* _Task list_:
• A. Which entries in the "Third party" list of the PIConGPU build thread show a value in parentheses? Give each entry's label and its full value.
• B. Revise the passage of the PIConGPU build thread starting at "OK, now the" and ending at "is not required.", putting "Conda" in place of "Spack".
• C. Answer these from the PIConGPU build thread:
(i) What message shows up once the model compiles?
(ii) What build type is reported?
(iii) Which CUDA version is listed?

* _Source extract_:
* Start *

Could you please remove the folder .build and include/alpaka. Run the following commands in your case folder.

rm -r .build
rm -r include/alpaka

OK, now the model compiles but I see something new like openPMD: NOTFOUND. Could you please tell me what is this about? Maybe this can also be installed through Spack? In the end removing alpaka folder solves the problem and removing the header in particle.param is not required.
Thank you.

PIConGPU: 0.5.0-dev
  Build-Type: Release

Third party:
  OS:         Linux-5.4.0-51-generic
  arch:       x86_64
  CXX:        GNU (9.3.0)
  CMake:      3.18.2
  CUDA:       11.1.74
  mallocMC:   2.5.0
  Boost:      1.70.0
  MPI:        
    standard: 3.1
    flavor:   OpenMPI (4.0.5)
  PNGwriter:  0.7.0
  libSplash:  1.7.0 (Format 4.0)

* End *

* _Record list_:
* Start *

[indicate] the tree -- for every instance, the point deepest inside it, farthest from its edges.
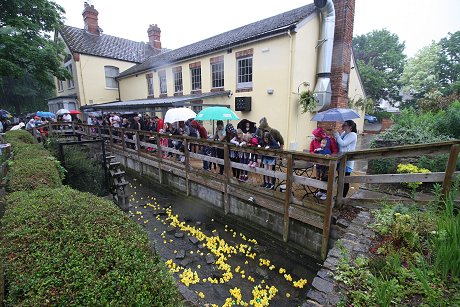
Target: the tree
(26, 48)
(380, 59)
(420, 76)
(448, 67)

* End *
* Start *

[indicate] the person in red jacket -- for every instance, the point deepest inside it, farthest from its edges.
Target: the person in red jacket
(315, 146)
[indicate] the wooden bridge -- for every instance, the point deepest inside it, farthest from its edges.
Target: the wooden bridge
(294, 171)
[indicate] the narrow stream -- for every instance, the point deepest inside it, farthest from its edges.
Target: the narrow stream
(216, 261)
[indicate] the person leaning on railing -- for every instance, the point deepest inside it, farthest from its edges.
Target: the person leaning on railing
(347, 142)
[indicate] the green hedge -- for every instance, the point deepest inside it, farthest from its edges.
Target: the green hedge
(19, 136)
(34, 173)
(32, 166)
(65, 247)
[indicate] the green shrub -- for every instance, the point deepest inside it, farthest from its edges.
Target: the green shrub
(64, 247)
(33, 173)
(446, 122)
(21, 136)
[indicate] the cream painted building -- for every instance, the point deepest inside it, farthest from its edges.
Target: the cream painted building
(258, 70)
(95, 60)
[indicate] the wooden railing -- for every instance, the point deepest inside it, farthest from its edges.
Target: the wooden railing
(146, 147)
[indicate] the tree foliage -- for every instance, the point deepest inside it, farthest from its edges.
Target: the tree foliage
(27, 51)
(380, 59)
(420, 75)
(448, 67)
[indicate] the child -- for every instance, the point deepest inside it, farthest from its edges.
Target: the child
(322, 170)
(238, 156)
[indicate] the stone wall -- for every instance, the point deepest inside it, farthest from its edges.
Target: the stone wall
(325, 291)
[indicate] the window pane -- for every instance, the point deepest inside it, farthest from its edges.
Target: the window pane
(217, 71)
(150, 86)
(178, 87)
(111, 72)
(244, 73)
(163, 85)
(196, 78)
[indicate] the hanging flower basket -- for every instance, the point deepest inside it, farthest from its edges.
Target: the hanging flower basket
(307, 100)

* End *

* _Answers by task_:
• A.
CXX: GNU (9.3.0)
flavor: OpenMPI (4.0.5)
libSplash: 1.7.0 (Format 4.0)

• B.
OK, now the model compiles but I see something new like openPMD: NOTFOUND. Could you please tell me what is this about? Maybe this can also be installed through Conda? In the end removing alpaka folder solves the problem and removing the header in particle.param is not required.

• C.
(i) openPMD: NOTFOUND
(ii) Release
(iii) 11.1.74